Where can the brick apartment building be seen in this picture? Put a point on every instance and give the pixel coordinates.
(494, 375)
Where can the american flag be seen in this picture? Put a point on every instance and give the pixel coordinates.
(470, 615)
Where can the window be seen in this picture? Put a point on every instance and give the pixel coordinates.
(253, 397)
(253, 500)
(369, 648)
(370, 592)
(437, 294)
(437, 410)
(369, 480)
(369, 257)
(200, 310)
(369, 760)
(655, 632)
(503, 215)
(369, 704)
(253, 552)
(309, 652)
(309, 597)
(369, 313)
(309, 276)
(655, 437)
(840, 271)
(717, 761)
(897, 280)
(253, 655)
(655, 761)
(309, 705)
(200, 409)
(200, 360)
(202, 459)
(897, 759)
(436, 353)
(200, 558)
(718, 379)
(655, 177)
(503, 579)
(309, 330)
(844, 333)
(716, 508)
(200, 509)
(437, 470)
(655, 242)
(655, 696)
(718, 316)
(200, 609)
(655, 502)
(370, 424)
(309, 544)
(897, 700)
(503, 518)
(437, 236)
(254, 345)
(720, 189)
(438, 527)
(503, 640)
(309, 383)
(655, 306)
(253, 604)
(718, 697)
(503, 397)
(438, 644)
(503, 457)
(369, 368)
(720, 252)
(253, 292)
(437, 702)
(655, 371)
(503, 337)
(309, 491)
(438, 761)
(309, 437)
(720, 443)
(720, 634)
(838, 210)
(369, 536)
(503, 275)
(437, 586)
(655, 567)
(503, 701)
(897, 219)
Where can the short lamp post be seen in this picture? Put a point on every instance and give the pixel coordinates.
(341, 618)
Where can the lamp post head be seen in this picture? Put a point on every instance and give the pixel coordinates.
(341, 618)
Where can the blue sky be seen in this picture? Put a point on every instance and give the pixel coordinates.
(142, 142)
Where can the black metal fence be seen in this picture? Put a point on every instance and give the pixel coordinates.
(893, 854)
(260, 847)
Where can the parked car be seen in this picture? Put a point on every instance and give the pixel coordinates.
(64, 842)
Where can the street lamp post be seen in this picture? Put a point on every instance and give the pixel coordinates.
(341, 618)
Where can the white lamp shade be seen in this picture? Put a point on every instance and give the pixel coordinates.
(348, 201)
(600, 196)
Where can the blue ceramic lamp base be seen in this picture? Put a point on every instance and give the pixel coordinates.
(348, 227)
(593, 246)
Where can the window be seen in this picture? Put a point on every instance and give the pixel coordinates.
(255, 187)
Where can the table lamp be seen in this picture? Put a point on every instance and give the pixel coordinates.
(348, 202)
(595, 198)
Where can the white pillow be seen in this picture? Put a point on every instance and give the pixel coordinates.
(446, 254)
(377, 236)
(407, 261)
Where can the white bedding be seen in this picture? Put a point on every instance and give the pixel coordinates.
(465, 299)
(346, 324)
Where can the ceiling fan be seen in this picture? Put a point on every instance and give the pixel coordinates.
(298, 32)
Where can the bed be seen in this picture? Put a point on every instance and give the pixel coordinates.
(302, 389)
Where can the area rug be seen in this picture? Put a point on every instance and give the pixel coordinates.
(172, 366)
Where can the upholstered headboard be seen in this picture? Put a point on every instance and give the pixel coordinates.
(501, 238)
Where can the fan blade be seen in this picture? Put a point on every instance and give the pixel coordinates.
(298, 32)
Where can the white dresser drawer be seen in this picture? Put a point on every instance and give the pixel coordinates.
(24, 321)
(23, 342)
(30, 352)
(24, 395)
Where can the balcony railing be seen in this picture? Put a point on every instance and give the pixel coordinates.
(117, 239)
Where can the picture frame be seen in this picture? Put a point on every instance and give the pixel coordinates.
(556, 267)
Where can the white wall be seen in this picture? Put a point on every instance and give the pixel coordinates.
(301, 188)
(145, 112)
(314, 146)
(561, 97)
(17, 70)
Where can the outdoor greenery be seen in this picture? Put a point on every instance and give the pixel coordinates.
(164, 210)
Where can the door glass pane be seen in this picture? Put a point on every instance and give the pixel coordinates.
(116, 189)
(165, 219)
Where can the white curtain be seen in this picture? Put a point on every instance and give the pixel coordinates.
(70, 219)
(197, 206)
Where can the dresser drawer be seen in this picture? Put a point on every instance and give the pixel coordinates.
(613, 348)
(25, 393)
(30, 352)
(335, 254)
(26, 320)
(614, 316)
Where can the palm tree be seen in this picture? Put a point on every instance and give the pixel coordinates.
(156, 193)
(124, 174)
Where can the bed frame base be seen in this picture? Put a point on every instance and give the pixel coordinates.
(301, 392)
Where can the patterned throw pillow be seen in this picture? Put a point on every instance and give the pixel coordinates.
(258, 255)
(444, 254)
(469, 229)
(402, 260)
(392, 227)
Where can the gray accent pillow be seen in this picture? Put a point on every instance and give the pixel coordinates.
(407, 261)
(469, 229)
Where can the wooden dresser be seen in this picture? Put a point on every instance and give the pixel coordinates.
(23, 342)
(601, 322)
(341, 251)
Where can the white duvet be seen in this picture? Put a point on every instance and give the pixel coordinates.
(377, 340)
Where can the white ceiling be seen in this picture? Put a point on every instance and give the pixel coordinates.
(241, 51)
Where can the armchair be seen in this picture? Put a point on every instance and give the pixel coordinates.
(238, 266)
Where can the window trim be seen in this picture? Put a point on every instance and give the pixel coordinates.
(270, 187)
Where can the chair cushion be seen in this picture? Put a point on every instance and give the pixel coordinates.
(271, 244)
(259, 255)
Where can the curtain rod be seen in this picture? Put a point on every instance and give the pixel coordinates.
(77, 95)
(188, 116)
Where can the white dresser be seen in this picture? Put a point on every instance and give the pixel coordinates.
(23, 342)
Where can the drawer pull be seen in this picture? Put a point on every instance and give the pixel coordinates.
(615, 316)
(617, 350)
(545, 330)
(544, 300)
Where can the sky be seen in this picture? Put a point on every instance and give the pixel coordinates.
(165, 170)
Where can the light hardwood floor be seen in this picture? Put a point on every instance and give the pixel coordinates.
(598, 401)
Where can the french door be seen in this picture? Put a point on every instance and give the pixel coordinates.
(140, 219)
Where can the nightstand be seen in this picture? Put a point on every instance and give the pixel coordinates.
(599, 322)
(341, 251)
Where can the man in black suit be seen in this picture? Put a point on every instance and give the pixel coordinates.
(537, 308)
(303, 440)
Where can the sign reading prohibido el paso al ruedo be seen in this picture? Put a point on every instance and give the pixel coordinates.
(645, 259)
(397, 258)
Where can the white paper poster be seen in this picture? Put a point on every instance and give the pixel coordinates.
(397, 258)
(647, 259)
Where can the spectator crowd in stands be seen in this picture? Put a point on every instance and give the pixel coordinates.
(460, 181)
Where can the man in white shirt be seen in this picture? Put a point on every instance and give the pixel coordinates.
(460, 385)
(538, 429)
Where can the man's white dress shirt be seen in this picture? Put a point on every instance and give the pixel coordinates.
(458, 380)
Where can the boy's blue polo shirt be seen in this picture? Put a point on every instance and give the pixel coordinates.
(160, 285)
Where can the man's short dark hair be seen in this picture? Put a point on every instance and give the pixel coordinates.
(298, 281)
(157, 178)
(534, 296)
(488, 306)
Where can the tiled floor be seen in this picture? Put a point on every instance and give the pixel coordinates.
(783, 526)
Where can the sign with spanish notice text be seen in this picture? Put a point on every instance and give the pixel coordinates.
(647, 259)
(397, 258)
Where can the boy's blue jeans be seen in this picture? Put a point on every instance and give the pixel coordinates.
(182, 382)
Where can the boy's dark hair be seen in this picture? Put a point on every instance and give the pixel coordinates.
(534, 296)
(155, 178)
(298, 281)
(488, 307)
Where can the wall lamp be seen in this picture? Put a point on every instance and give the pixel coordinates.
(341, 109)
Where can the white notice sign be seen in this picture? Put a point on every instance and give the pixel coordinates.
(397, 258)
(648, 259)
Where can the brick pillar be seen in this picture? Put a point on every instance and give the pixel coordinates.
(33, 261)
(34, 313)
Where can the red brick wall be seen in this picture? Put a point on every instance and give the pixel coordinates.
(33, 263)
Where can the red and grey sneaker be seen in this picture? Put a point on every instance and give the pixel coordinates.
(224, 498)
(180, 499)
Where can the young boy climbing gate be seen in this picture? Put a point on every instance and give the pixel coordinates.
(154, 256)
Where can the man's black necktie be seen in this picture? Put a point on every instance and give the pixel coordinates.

------------------------------------------------------------------------

## [Work order]
Would you restate word for word every line from the one holding "Where can the red and" to the end of the entries, both ends included?

## [Reply]
Where can the red and grey sneaker be seen in this picture? Put a point on every instance and give the pixel coordinates.
(224, 498)
(180, 499)
Where can the young boy climbing gate be seen in this picture? Put a point on every instance and give the pixel coordinates.
(154, 256)
Where can the man's black necktie be seen in this picture? Put a point on every instance and give the pixel coordinates.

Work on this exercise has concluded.